• _WHAT THIS TASK INVOLVES_
Recast all the data below as a two-column CSV with the headers input and output, giving one row to each text and its answer. Put every field in quotes and replace any line breaks with spaces.

-- BEGIN INPUT ROWS --

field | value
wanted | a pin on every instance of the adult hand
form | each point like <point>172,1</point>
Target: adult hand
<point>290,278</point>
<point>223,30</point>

-- END INPUT ROWS --

• _RESULT OF THE TASK_
input,output
"field | value wanted | a pin on every instance of the adult hand form | each point like <point>172,1</point> Target: adult hand","<point>290,278</point> <point>223,30</point>"